## Texte
■ ■ ■ ■
La guerre entre Israël et le Hamas aura-t-elle des conséquences sur l’économie mondiale ? Après le Covid et la guerre en Ukraine, un nouveau coup de frein est-il à redouter ?
C’est la grande crainte exprimée à mot couvert par la directrice du FMI, dès le début des hostilités. La semaine dernière, lors de l’Assemblée générale du fonds à Marrakech, Kristina Georgevia évoquait « un nouveau nuage dans un horizon déjà peu ensoleillé pour l’économie mondiale ». En clair, l’embrasement de la région où est concentrée 40 % de la production du pétrole pourrait très vite faire flamber le cours du brut et ainsi anéantir le recul encore fragile de l’inflation. Ces deux grands chocs pour l’économie mondiale qu’ont été la pandémie puis la crise énergétique engendrée par la guerre de la Russie contre l’Ukraine ont réveillé l’inflation à des niveaux qu’on avait quasiment oubliés en occident.
Une flambée des prix que les moins de cinquante ans n’ont jamais connue, et pour cause, le dernier épisode de très forte inflation qu’a connu l’Occident a été déclenché il y a tout juste cinquante ans. Les 16 et 17 octobre 1973, les pays arabes producteurs de pétrole décrètent une hausse des prix du pétrole, pour des raisons géopolitiques. Le contexte de l’époque : Israël, attaqué sur son territoire par ses voisins arabes, a riposté. C’est la guerre du Kippour qui entraîne donc ces représailles économiques des pays membres de l’Opep. Le prix du pétrole atteint rapidement un niveau stratosphérique. Il quintuple en l’espace de trois mois.
Suite à l’explosion de l’hôpital Al Ahli dans la bande de Gaza, l’Iran a appelé les pays musulmans à un embargo pétrolier contre Israël. La situation est-elle comparable ?
■ ■ ■ ■
## Données fournies
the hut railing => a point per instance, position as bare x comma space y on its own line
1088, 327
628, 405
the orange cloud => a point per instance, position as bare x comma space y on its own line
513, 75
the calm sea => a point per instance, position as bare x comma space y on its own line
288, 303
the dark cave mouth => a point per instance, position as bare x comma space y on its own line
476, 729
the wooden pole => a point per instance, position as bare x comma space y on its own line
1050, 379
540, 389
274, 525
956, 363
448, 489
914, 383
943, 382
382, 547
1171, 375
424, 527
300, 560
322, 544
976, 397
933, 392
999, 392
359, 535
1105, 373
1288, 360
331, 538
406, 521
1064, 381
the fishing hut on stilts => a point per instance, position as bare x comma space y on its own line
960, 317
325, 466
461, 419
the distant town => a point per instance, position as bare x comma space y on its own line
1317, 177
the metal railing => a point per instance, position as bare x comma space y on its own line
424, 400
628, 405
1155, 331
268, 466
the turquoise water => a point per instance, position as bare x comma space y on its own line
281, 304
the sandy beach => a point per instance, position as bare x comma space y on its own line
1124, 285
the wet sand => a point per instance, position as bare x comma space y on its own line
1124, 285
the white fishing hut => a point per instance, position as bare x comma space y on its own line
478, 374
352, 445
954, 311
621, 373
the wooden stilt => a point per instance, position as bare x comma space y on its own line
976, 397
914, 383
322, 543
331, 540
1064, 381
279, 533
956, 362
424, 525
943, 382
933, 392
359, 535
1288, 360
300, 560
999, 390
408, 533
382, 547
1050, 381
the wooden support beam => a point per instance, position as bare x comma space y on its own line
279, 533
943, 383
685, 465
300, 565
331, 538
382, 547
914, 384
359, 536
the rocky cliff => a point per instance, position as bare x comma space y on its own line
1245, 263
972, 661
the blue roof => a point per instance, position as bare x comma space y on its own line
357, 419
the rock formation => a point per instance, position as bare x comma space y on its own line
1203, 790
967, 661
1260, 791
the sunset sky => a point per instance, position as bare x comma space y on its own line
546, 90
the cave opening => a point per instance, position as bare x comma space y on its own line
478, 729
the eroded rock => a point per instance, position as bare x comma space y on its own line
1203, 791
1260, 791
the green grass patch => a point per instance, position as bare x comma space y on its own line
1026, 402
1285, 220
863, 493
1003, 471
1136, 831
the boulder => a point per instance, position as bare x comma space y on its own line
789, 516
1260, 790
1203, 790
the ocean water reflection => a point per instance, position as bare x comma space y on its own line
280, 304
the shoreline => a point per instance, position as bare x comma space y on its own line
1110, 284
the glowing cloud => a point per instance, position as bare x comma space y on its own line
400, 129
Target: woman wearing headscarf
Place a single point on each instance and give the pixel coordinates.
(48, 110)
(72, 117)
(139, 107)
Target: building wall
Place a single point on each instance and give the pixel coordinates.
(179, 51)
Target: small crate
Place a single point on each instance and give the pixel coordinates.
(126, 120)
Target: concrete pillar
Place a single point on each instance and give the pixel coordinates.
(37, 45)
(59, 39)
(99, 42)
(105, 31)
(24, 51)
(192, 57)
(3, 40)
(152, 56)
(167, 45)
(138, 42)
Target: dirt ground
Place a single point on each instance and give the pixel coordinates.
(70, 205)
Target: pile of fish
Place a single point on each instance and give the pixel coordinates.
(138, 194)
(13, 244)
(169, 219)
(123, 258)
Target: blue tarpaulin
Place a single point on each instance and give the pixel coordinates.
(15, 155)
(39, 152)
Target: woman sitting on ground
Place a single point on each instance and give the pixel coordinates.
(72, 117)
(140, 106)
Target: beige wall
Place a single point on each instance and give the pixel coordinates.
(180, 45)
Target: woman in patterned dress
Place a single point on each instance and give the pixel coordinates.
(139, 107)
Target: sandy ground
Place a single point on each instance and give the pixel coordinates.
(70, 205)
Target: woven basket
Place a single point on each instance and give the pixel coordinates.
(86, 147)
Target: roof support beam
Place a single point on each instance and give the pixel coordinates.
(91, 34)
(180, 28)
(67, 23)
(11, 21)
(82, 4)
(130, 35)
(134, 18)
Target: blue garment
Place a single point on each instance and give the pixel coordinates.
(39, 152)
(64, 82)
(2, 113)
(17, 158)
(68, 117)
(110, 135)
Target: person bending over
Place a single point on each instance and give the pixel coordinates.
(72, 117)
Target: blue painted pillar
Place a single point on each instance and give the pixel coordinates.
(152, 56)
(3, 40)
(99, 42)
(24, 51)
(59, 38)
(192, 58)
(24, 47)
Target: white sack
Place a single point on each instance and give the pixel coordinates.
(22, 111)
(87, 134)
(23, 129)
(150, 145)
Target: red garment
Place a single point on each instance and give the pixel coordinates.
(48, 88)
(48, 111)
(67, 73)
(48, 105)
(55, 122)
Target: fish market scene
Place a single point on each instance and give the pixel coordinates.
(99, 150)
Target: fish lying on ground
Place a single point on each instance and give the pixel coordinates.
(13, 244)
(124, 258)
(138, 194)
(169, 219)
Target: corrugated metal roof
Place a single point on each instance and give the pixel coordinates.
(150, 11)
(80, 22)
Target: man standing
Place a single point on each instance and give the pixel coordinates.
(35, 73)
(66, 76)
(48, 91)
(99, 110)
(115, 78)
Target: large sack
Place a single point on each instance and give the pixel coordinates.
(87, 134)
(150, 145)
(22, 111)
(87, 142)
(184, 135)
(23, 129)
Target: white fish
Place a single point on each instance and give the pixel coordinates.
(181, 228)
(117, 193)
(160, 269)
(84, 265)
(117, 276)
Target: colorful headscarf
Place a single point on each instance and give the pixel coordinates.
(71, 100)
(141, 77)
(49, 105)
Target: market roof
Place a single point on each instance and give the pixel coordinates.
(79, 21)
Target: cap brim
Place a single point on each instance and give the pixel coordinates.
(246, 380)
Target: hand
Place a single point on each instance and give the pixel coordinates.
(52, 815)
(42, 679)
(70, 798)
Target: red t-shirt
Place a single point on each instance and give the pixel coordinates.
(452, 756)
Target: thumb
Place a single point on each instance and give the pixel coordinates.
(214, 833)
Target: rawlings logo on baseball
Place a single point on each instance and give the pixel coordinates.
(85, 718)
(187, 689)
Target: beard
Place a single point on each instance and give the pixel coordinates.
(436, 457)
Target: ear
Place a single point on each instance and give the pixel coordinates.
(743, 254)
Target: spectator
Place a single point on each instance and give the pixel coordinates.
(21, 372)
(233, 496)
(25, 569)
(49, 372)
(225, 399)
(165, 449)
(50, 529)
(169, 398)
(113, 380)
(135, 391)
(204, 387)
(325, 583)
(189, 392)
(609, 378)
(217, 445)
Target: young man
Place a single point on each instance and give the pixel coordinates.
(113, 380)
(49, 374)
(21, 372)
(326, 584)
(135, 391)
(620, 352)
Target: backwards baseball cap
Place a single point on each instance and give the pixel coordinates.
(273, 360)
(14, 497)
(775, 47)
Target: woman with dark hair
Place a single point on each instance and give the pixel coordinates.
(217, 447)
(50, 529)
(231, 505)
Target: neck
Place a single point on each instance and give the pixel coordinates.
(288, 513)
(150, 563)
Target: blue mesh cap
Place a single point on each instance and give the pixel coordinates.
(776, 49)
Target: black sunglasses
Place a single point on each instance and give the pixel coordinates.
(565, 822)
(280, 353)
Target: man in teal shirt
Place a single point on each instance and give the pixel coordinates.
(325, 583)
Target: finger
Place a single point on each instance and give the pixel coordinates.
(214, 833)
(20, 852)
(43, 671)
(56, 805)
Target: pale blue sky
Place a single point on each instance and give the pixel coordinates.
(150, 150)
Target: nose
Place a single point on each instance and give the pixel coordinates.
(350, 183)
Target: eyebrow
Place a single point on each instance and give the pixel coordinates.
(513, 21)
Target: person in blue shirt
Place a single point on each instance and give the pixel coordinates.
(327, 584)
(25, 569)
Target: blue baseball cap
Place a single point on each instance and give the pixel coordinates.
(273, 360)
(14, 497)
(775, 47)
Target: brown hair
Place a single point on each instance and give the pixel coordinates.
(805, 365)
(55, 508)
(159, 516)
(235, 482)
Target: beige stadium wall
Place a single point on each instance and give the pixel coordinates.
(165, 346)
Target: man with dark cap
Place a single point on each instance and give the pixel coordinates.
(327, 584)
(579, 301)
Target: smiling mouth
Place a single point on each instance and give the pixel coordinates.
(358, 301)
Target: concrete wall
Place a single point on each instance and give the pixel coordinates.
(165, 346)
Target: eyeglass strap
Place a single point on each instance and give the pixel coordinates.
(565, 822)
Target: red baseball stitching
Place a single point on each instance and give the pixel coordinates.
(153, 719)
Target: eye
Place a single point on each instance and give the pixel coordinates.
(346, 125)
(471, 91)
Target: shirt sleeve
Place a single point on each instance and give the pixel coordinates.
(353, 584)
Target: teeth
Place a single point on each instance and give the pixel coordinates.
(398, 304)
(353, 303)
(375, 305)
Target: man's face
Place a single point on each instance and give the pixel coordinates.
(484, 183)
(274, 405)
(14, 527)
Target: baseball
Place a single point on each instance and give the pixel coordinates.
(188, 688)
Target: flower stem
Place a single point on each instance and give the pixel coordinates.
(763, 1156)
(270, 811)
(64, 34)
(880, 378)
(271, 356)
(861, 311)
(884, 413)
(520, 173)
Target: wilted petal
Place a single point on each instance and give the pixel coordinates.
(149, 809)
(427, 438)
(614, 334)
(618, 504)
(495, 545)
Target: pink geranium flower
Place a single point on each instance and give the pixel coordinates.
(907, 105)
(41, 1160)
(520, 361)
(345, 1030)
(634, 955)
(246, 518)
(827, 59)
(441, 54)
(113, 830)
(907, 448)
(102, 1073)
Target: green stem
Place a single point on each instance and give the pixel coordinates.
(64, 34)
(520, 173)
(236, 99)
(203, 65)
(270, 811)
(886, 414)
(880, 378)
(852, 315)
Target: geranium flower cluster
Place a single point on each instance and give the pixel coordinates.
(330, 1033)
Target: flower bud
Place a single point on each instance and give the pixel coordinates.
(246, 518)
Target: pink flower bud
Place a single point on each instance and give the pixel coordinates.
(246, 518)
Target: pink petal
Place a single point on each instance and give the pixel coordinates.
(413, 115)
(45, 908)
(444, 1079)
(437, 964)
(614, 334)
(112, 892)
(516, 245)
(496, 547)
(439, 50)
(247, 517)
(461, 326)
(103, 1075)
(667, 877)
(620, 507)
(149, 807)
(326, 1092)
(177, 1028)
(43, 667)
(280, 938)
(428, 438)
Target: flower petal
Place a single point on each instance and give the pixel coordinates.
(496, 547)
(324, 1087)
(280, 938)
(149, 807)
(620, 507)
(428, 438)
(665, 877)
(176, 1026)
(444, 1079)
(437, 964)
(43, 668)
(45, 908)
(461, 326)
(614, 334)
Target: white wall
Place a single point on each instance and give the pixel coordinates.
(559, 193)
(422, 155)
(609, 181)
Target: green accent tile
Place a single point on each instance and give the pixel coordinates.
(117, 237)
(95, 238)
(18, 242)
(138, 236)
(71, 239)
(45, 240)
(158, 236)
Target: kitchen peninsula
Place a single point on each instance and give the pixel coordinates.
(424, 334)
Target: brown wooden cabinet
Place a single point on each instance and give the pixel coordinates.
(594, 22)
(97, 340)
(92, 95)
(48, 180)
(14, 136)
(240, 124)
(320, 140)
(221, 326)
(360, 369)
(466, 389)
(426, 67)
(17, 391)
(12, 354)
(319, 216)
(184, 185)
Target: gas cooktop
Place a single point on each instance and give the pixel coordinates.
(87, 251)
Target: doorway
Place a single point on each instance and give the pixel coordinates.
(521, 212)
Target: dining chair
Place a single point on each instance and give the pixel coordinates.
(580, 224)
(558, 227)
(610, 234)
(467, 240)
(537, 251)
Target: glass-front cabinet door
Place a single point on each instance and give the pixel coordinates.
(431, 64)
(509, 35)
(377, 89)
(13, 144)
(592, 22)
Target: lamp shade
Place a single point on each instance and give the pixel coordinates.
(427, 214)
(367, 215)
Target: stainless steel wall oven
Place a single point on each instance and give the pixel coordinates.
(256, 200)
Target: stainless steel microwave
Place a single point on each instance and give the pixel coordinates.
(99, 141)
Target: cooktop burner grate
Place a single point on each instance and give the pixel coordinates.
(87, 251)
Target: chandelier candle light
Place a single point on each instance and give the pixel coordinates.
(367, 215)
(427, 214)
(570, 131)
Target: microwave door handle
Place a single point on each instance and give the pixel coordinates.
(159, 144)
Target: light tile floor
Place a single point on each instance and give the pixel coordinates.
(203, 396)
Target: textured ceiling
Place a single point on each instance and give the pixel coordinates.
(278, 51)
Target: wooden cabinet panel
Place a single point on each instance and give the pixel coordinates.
■ ■ ■ ■
## Tâches à réaliser
1. D'après le texte sur l'économie mondiale et la guerre entre Israël et le Hamas, en combien de temps le prix du pétrole a-t-il quintuplé après les décisions des 16 et 17 octobre 1973 ?
2. Indiquez si chacun des énoncés suivants est conforme au texte sur l'économie mondiale, en répondant par oui ou par non et en citant les mots du texte qui tranchent. (a) La directrice du FMI s'est exprimée lors de l'Assemblée générale du fonds à Marrakech. (b) La région concernée concentre la moitié de la production de pétrole. (c) L'Iran a appelé les pays musulmans à un embargo pétrolier contre Israël.
3. Poursuivez le texte sur les conséquences de la guerre entre Israël et le Hamas pour l'économie mondiale à partir de sa dernière phrase.

## Réponses par tâche
1. En l'espace de trois mois.

2.
(a) Oui : « lors de l’Assemblée générale du fonds à Marrakech, Kristina Georgevia évoquait »
(b) Non : « où est concentrée 40 % de la production du pétrole »
(c) Oui : « l’Iran a appelé les pays musulmans à un embargo pétrolier contre Israël »

3.
L’histoire effectivement semble bégayer, mais en fait beaucoup de choses ont changé depuis. Israël, par exemple, importe son pétrole non pas du Golfe, et encore moins de la république islamique d’Iran, mais de l’Azerbaïdjan, du Kazakhstan, du Gabon, ou encore du Brésil, des pays qu’elle considère sans doute comme sûrs, même si deux d’entre eux sont musulmans. L’Opep n’a pas réagi à cet appel iranien ; il n’y a pas de réunion extraordinaire en vue. Cette menace a tout de même fait grimper le cours du pétrole de 3 % hier, mais la pression est très vite retombée. Grâce à l’allègement annoncé des sanctions sur le pétrole du Venezuela. Les données de l’offre et de la demande sont globalement très différentes. Le pouvoir de marché de l’Opep est bien moindre. Ses membres fournissaient alors la moitié du pétrole consommé dans le monde. Aujourd’hui ce n’est plus que le tiers. Aujourd’hui leur production est surtout destinée à l’Asie, des restrictions affecteraient donc pas seulement Israël et ses alliés occidentaux, mais aussi leurs meilleurs clients asiatiques. Et enfin, il y a aujourd’hui des réserves stratégiques de grande ampleur en occident.
Quels seraient les pays les plus affectés par une hausse du brut ?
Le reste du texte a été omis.